• AIM:
Find every row below that contains the word "tree" and copy each of those rows in full.

□ □ □ □

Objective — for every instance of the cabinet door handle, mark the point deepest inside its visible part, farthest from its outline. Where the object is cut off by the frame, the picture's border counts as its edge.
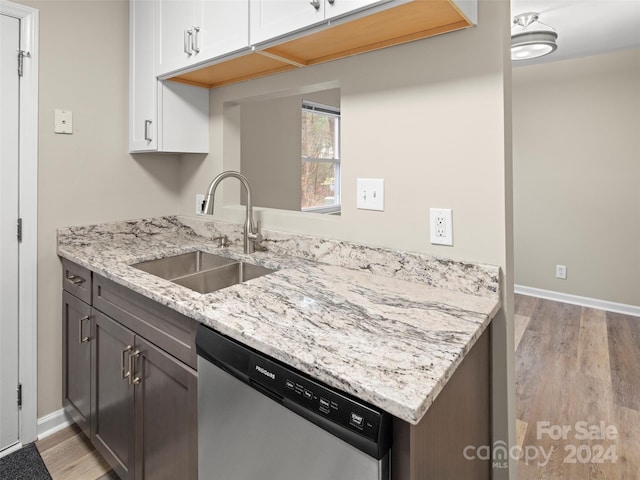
(196, 43)
(187, 42)
(133, 379)
(125, 374)
(147, 127)
(75, 279)
(80, 323)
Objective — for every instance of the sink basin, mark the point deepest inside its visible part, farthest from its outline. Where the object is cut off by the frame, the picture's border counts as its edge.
(222, 277)
(178, 266)
(201, 271)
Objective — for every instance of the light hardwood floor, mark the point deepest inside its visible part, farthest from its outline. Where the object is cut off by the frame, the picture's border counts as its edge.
(577, 371)
(69, 455)
(573, 364)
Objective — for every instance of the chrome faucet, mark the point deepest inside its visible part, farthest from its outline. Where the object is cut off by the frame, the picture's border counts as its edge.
(251, 232)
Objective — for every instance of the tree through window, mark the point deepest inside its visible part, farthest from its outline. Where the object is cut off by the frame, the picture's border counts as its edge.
(320, 179)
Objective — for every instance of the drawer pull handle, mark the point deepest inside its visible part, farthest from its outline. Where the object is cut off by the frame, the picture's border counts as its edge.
(125, 374)
(133, 379)
(196, 42)
(188, 34)
(76, 279)
(147, 129)
(80, 323)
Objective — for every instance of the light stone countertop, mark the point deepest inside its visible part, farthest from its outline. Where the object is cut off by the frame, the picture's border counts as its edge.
(388, 327)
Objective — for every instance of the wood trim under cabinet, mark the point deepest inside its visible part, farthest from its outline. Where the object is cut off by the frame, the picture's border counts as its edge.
(400, 24)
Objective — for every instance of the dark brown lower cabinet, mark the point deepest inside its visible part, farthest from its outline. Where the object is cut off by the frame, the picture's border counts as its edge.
(166, 416)
(145, 406)
(112, 392)
(76, 368)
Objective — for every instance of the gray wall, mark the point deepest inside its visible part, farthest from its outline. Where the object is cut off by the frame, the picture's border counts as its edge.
(576, 127)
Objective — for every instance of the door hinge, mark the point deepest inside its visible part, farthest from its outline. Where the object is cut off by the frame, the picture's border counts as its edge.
(21, 55)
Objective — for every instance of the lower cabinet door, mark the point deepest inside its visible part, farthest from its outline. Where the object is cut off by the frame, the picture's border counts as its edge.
(165, 415)
(76, 362)
(113, 395)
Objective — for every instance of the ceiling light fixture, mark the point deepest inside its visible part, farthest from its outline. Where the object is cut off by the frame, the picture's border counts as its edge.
(534, 42)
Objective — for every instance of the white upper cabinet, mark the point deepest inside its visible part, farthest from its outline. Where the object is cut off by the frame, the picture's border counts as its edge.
(143, 114)
(274, 18)
(197, 31)
(163, 116)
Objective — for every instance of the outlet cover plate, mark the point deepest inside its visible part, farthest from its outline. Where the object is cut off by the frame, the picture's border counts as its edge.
(441, 226)
(370, 193)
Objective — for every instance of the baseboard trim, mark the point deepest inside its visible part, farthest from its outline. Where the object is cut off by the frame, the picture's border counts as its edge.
(578, 300)
(52, 423)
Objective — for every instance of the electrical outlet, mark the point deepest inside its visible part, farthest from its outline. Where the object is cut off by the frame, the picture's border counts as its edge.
(561, 272)
(199, 204)
(370, 193)
(441, 226)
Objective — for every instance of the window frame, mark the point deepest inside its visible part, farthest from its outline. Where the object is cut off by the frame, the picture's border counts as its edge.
(329, 111)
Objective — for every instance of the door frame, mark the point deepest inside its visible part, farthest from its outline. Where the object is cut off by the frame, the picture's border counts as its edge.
(28, 198)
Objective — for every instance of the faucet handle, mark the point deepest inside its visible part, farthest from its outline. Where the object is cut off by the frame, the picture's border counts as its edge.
(254, 235)
(223, 241)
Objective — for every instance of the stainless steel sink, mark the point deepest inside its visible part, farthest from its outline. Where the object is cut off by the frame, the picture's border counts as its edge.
(222, 277)
(178, 266)
(201, 271)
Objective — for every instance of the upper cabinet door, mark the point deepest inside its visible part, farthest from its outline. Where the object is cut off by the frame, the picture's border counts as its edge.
(224, 28)
(143, 94)
(334, 8)
(176, 31)
(197, 31)
(273, 18)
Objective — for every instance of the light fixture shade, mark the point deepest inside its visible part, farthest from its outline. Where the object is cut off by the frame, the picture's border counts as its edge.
(527, 45)
(532, 43)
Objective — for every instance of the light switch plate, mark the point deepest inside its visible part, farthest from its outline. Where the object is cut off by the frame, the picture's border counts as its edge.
(370, 193)
(63, 121)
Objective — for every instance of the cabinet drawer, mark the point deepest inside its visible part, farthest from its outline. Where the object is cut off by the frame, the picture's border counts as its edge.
(76, 280)
(166, 328)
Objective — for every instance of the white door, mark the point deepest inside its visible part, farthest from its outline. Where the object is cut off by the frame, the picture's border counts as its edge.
(9, 110)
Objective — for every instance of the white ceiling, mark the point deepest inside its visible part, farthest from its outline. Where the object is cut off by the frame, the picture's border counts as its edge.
(585, 27)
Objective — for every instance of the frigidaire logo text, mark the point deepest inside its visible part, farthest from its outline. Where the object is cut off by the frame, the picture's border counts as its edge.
(266, 372)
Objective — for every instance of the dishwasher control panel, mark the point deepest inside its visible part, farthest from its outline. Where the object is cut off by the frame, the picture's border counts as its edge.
(314, 396)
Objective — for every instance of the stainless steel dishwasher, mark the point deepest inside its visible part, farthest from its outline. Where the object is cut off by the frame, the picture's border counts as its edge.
(259, 419)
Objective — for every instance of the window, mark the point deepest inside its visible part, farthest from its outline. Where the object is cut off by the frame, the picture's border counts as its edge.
(320, 169)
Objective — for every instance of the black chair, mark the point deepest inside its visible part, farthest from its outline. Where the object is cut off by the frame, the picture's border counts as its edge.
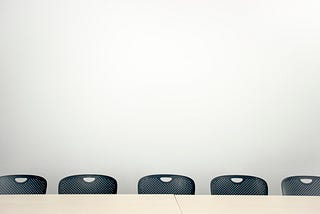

□ □ □ □

• RESULT:
Objective — for every instance of the tree through window, mark the point deepest inside its visible part, farthest from its outline. Where the object is cut off by the frame, the picture's border counts as its edge.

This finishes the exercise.